▶ _Problem to solve_
Return the exact lines spanning from the line with "# test: point to the blue" through the last line of the entries, boundaries included, and no others.

▶ _Data for the task_

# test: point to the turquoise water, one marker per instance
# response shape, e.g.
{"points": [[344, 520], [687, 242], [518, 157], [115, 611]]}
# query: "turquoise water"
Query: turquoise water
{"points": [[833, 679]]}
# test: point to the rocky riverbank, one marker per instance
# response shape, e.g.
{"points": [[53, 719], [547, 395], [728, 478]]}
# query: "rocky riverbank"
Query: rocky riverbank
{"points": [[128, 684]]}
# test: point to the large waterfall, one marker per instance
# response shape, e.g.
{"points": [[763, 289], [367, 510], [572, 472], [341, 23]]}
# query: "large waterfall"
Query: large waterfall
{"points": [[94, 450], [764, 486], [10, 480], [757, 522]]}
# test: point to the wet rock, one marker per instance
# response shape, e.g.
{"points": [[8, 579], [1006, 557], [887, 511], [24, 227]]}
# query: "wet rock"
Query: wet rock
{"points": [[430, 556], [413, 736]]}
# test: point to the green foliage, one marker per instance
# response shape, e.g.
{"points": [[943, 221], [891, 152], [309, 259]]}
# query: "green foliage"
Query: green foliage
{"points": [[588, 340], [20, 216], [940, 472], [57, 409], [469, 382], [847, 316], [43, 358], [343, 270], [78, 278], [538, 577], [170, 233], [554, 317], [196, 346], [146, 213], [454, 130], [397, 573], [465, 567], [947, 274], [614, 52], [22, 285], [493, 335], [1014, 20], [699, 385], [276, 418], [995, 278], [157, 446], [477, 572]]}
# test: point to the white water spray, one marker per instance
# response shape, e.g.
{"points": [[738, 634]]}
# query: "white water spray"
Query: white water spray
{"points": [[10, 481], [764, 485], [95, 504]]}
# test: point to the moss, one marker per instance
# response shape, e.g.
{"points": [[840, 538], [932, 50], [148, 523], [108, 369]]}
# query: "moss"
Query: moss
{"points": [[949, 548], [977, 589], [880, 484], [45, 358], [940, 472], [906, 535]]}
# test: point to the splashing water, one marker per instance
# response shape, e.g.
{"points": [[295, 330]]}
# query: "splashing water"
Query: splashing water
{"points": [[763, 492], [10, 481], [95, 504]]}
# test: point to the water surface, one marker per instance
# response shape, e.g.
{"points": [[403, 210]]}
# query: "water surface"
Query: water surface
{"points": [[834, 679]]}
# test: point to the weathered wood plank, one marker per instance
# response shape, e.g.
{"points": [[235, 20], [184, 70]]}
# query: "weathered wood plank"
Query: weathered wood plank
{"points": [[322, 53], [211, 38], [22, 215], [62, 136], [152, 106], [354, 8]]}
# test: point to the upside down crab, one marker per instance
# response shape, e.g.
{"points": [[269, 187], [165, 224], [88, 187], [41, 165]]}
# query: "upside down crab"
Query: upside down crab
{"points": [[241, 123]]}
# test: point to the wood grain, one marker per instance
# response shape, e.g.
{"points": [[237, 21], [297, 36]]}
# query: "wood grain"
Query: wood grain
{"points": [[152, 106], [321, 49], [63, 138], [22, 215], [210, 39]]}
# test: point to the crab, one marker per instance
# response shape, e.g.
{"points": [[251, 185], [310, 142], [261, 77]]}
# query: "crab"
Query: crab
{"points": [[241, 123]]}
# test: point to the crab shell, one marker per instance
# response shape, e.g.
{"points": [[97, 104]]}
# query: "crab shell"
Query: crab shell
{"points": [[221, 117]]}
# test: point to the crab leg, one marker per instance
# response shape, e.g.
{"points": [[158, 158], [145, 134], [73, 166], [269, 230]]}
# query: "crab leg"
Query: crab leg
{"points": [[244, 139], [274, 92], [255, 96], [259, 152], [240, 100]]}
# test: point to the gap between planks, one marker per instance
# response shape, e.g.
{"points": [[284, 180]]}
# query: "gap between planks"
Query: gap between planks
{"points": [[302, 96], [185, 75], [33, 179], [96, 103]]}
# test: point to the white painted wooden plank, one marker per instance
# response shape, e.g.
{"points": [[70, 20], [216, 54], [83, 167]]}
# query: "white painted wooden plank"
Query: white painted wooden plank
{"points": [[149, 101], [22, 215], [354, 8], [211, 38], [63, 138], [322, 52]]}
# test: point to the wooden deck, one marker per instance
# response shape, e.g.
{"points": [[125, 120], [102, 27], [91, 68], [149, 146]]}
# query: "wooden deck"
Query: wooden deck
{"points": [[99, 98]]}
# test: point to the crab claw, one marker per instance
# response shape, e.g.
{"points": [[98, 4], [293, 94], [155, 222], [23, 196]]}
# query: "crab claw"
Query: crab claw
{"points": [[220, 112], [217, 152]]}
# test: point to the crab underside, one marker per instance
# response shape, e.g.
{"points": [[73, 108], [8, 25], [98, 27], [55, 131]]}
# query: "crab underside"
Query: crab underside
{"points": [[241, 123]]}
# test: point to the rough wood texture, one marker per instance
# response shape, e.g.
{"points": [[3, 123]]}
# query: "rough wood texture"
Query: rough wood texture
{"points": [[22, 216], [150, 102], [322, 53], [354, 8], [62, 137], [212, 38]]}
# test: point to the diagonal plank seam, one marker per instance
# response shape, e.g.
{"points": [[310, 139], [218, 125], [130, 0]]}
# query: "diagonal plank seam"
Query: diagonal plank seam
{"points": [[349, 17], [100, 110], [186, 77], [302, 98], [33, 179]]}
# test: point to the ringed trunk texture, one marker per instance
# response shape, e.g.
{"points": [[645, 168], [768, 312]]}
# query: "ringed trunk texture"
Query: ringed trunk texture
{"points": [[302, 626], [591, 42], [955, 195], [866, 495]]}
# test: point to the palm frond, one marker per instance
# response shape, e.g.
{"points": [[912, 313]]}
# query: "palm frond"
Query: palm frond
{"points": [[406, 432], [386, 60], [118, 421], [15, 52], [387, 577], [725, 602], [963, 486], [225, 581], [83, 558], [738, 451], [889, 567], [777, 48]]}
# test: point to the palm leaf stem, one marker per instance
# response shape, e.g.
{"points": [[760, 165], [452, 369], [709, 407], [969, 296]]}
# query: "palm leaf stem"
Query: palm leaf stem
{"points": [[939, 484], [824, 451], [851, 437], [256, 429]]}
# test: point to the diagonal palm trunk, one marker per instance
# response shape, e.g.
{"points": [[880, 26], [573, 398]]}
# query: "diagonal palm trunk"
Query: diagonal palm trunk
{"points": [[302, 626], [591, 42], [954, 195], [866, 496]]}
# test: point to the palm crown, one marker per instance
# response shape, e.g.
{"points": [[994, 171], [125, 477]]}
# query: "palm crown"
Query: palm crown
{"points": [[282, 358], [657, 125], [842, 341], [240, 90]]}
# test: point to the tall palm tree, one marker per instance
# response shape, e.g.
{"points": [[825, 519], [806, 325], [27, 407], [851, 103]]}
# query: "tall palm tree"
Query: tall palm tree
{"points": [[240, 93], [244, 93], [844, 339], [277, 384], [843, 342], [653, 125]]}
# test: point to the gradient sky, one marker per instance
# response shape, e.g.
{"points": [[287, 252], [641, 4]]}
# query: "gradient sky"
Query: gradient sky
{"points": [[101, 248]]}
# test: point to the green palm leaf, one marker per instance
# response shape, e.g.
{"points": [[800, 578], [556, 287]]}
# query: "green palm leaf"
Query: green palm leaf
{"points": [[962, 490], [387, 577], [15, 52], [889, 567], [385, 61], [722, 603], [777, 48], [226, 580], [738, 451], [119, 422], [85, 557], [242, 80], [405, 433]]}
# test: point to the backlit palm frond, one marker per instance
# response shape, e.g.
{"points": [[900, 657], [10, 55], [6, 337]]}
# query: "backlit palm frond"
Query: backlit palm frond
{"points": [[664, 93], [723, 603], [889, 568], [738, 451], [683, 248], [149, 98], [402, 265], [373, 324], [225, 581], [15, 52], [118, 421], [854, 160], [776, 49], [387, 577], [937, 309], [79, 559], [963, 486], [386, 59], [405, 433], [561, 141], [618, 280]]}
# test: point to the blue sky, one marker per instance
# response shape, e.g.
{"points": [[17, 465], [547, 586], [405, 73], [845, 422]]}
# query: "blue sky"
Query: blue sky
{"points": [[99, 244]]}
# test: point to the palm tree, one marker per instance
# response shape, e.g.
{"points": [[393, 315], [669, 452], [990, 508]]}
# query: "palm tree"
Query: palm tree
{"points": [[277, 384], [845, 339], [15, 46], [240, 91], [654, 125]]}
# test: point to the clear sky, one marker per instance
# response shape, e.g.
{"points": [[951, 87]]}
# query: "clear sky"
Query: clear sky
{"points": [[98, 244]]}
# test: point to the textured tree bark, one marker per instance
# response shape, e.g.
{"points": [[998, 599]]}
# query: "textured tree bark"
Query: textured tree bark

▶ _Answer below_
# test: point to the blue sky, one marker per instance
# response shape, e.g.
{"points": [[17, 465], [547, 586], [405, 73], [845, 422]]}
# query: "blue sky"
Query: blue sky
{"points": [[99, 244]]}
# test: point to the palm tree, one marker per instance
# response shape, e.g.
{"points": [[393, 315], [669, 452], [990, 508]]}
# query: "palm tree"
Query: palm tree
{"points": [[277, 384], [845, 339], [15, 46], [240, 91], [654, 125]]}
# test: point to the clear sky, one marker per instance
# response shape, e.g.
{"points": [[951, 87]]}
# query: "clear sky"
Query: clear sky
{"points": [[98, 244]]}
# test: point to the textured tree bark, one marker per instance
# response shape, e.g.
{"points": [[998, 599]]}
# query: "textured tree bark"
Query: textured tree bark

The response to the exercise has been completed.